> RECORD EXCERPTS:
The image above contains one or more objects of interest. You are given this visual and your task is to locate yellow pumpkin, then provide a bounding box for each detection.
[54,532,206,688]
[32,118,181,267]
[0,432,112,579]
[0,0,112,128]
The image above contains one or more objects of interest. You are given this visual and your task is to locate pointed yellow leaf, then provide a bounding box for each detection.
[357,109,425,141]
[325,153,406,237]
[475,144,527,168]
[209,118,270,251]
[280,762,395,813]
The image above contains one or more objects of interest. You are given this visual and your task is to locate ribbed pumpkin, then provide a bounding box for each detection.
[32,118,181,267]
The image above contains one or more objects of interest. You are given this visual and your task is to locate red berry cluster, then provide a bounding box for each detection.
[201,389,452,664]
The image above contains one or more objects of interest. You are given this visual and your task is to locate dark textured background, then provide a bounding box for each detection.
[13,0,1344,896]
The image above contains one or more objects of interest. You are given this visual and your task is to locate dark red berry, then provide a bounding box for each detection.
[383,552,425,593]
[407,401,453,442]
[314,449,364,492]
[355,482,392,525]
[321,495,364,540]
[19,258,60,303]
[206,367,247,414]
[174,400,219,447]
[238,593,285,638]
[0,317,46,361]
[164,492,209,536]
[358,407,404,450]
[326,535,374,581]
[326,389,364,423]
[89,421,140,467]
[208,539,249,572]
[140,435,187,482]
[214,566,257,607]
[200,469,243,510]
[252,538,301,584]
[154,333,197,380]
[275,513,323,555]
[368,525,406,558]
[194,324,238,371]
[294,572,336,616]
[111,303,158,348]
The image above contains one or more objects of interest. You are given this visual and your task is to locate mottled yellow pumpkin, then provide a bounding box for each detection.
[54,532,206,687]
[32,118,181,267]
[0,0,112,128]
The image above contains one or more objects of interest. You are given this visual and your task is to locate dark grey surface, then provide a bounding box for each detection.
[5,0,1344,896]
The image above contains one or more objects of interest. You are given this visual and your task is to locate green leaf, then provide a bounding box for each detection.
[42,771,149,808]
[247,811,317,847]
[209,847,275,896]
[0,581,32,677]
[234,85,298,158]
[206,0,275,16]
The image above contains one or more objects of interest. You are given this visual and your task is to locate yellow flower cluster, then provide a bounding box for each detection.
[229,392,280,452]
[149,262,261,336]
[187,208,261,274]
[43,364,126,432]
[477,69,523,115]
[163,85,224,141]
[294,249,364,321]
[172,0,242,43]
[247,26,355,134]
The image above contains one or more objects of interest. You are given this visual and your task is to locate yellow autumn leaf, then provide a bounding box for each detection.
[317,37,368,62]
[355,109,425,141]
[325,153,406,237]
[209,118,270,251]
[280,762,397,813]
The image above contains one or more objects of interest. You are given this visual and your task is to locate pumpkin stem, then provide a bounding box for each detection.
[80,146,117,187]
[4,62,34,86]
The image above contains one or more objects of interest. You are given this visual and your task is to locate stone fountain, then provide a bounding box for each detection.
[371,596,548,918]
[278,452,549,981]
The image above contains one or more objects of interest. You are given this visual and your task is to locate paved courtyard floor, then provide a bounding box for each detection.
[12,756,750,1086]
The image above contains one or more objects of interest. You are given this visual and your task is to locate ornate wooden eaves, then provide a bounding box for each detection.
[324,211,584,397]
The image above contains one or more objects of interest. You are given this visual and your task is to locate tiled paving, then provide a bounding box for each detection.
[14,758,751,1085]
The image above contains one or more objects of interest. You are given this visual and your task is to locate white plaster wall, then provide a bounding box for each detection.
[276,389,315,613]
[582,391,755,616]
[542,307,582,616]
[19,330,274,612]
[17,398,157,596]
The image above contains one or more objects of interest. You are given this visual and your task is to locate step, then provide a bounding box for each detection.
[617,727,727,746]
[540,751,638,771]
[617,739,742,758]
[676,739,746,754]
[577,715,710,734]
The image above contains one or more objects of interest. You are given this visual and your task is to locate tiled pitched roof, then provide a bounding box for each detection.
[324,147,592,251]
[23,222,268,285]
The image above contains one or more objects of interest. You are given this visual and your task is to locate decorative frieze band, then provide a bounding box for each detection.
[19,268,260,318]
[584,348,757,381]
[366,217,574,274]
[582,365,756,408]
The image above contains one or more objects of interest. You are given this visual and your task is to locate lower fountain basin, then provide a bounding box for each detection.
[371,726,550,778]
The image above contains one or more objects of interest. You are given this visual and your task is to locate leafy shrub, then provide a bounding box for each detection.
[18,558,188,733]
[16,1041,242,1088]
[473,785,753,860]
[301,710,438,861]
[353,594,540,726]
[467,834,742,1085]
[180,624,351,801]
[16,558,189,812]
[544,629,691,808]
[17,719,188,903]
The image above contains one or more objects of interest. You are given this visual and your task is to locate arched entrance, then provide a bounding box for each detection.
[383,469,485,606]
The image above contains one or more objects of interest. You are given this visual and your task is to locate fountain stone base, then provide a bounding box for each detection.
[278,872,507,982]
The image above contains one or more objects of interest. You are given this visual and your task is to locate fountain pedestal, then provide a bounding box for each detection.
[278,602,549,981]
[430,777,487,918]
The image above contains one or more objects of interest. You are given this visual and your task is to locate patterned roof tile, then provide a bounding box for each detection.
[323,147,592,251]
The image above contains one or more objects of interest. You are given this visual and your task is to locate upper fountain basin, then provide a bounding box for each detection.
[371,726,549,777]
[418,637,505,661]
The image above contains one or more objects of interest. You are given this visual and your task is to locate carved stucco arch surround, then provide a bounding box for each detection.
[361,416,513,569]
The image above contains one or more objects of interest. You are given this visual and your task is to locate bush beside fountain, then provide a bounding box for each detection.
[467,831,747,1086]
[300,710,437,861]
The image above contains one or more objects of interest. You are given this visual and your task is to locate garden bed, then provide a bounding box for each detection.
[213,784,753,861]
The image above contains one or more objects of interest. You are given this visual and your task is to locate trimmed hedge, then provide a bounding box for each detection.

--

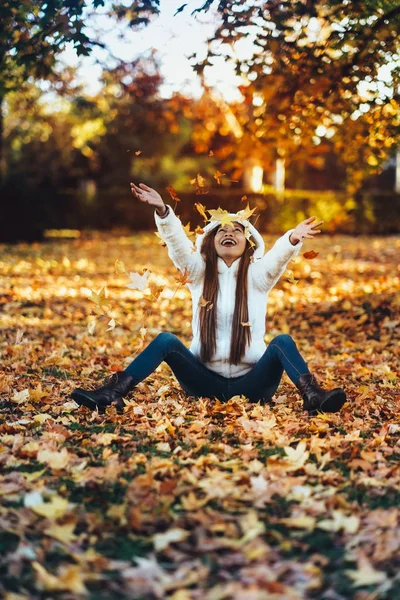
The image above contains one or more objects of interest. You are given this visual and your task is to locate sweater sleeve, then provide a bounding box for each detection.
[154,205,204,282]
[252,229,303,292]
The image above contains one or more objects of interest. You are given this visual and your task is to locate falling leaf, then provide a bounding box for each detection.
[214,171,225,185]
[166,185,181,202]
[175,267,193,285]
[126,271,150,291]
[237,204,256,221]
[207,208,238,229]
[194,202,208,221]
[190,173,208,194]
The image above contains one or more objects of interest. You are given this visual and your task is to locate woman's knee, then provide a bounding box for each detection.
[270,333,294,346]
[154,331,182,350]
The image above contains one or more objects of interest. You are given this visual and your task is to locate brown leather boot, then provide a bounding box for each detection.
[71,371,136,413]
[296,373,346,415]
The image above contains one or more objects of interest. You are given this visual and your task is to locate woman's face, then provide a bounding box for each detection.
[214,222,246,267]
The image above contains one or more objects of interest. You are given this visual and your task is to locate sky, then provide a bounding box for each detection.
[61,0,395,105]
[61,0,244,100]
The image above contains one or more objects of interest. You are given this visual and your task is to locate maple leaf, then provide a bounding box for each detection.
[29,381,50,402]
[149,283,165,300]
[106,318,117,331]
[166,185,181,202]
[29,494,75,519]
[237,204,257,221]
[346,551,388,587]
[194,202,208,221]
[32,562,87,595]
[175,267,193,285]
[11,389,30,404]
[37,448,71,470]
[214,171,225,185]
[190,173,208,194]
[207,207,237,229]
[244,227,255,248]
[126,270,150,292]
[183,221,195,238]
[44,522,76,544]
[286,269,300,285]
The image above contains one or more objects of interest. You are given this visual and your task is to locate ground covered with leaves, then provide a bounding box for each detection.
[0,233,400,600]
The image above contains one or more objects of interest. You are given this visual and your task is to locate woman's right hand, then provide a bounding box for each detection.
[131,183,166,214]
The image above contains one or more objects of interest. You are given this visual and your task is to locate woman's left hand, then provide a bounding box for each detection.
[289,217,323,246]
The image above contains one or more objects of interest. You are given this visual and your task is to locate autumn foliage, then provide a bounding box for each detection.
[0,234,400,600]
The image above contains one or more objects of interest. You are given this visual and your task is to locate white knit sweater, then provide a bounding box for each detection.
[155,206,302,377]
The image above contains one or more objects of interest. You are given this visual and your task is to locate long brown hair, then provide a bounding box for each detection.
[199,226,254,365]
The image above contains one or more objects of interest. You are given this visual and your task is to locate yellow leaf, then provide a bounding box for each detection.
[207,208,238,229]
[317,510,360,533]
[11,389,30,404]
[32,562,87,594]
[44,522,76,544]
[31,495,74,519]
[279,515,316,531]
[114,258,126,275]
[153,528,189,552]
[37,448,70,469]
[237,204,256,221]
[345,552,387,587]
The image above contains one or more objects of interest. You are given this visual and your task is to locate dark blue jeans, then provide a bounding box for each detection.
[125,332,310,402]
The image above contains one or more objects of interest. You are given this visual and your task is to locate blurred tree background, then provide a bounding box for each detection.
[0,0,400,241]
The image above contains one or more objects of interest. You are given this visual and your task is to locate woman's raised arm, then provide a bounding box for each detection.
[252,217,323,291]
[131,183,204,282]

> WRITTEN INSTRUCTION: Please copy out the records above word for word, starting with the line that contains "locate yellow pumpkin, then" and continuing through the line that contains "[13,0,1344,896]".

> RESULT OF THIS EXERCISE:
The image above contains one or more objects of interest. You are given this visual and your task is to locate yellow pumpkin, then provide a bounding box for each detection.
[54,532,206,688]
[32,118,181,267]
[0,432,112,579]
[0,0,112,128]
The image above contains one or more objects of interest. You are given this visual and your task is to locate pointed yellow leaf, then provide a bounding box for each detection.
[357,109,425,141]
[325,153,406,237]
[475,144,527,168]
[209,118,270,251]
[280,762,395,813]
The image above contains one or more objects of interest. You are given this visual and your task is to locate ribbed pumpkin, then provide a bounding box for each detection.
[32,118,181,267]
The image above contains one or more objects of interest. You are given this visual and your task is to locate red berry cluster, then provide a bounding box for each detection.
[201,389,452,664]
The image above contains one or more objects of interest. You are given this visual and your task is to locate dark textured background, then provide a bounding box for each detection.
[13,0,1344,896]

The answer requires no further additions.